### Exercise directions:
Reproduce the listing word for word. Skip any image.
═════ Data
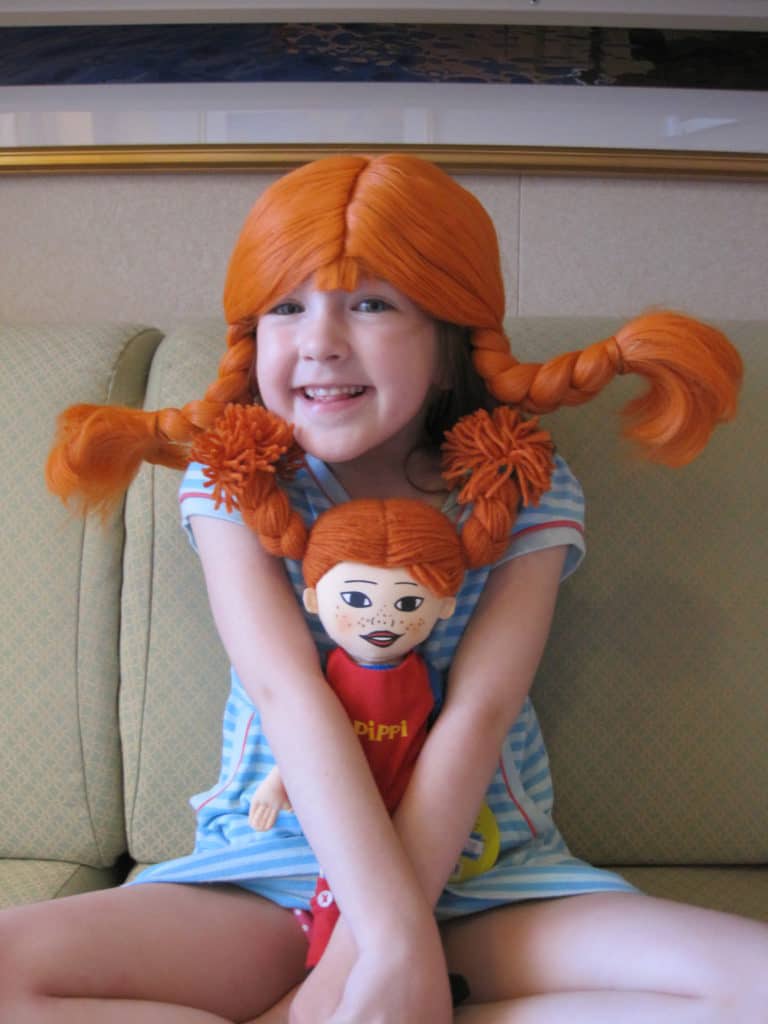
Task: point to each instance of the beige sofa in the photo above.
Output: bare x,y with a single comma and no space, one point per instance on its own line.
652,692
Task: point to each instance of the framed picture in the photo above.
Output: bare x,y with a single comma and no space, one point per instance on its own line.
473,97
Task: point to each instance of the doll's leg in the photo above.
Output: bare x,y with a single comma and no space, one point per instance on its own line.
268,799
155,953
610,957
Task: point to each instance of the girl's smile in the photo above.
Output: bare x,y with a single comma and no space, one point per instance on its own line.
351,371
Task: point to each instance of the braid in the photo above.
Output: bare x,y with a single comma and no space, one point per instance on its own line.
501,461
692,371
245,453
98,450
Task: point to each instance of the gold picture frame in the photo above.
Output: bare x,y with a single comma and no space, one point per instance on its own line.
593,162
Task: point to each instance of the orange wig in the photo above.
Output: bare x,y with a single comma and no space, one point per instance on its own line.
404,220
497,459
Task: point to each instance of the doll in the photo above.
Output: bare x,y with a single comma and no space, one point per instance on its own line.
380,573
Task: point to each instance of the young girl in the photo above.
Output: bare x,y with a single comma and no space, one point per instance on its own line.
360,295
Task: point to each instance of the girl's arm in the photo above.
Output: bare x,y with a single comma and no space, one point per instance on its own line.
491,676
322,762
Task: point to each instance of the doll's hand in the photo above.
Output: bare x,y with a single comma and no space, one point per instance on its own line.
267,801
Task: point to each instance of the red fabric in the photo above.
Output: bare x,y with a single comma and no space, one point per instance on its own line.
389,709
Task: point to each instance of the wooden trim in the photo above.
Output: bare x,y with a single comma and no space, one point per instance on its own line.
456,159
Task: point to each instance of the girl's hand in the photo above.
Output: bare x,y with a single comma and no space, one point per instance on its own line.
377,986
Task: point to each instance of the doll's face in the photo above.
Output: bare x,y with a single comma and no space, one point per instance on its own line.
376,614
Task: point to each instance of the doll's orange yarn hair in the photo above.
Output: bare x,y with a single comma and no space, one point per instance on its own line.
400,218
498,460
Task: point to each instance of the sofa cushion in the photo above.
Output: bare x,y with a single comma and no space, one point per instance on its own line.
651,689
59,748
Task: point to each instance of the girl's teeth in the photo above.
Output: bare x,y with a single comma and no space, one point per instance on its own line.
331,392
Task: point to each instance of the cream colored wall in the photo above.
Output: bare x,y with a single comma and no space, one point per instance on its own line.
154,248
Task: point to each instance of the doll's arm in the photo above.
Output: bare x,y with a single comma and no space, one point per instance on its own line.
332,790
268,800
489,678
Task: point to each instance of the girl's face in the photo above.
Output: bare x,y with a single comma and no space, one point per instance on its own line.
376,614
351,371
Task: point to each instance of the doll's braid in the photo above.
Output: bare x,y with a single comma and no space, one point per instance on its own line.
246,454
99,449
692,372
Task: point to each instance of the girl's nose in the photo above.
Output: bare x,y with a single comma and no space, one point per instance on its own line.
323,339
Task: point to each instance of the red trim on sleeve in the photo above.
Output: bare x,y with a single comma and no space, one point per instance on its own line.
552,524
══════════
### Complete answer:
Task: point to each instance of the beige sofa in the photo above.
Output: bare x,y with a single comma and no space, one point per instance on its own line.
652,692
Task: point to each instance of the framed picture in the photo above.
Output: bare x,y with a single comma and no space, one point per instance on its own line.
473,97
Task: point to each instance of the doll's leg in the photo above.
Output: bare x,y with a single comma and no space, one point per instance on its own line.
268,799
155,953
610,957
Task: point to each instance of the girl's smile in the photo above.
Output: bare x,y with a single comma and no space, one point per instance on its own line.
351,371
Task: point to each instance of the braid in the photo above.
Output: bare x,y with a single comma and no space, one point per instance on its own line.
501,461
692,371
245,453
98,450
Task: point to each instance of the gold picture frame in the photo above.
Output: bare x,y with a single comma and no space, one point per instance on its own line.
593,162
Task: point to each instance of the orange wig in the photo above.
Output: bare x,y with a single comma and no space, one point per instance on its own line.
404,220
497,459
Task: point to each instance of the doll in the photo above.
Output: bare x,y with a single comma and no space, one point per instance on its own line.
380,573
Task: point to each instance of the young girl in the photo above.
Output: bare x,y with a single comma and no space, one point per instance on its own line.
360,295
Task: point to each instance of the girl's arm in the photo above.
Output: bare x,y with a single comma and no space, one point per instance on its own line.
491,676
322,762
Task: point to each instance of the doll's hand in the photo above.
Output: bare x,y with a single comma and no space, one point per instance on its own line.
267,801
Task: point to each instance of the red fabric in the photo above.
Output: bare x,y with a single comma and no space, one point per instance on its own line.
389,709
Task: point to each instance of the wooden trim in the photo above.
Output: bare x,y with a single comma and no space, one point per instance on its own line.
456,159
Task: point to each instance of the girl's hand in the photo above.
Output: bare x,y with a single comma and no space, one point per instance on its own line.
377,986
Task: point to each instance of the doll's face in the photo above.
Output: bare x,y with a single comma and no space, one point per instance on its own line.
376,614
Task: point to each instance of the doll's orange yarn hair in the photo above.
Output: bare x,y with a single comma and no space, one point per instance on its own line.
400,218
498,460
Task: point to each instance of the sofa cushion in the photo above.
Output: bare x,y with a single comma and no space, one point per instance on its own line.
651,689
59,748
Task: point to each instance of the girl's teeth in the photo above.
Output: bare x,y with a single comma and no space, one point per instance on its own line.
331,392
Task: point to each instance of the cream colored wall in the photo above.
Output: bare x,y with a single comma and no space, one point per instance on its own line.
154,248
Task: point to each instance of the doll's arm in the photo above.
Output: bare x,y with a single comma and no space, one point per instance on its own line.
332,790
268,800
489,678
Task: point to each instance of the girl's face in the photo above.
Output: bare x,y with a single comma and no space, one point per instance on its own line.
376,614
351,371
Task: point to each instance of the doll's braid in the photo above.
Output: bare x,y with a single comma and no space, one point per instance on its own line.
246,454
99,449
692,372
Task: point to each instance of the girl's nose in the photo above.
Output: bare x,y with a single comma and no space, one point per instance on its own line.
323,339
Task: point to each instance of the red trim on sleeve in the photo above.
Output: bare x,y with a single comma and no space, one point per instance on its own line.
552,524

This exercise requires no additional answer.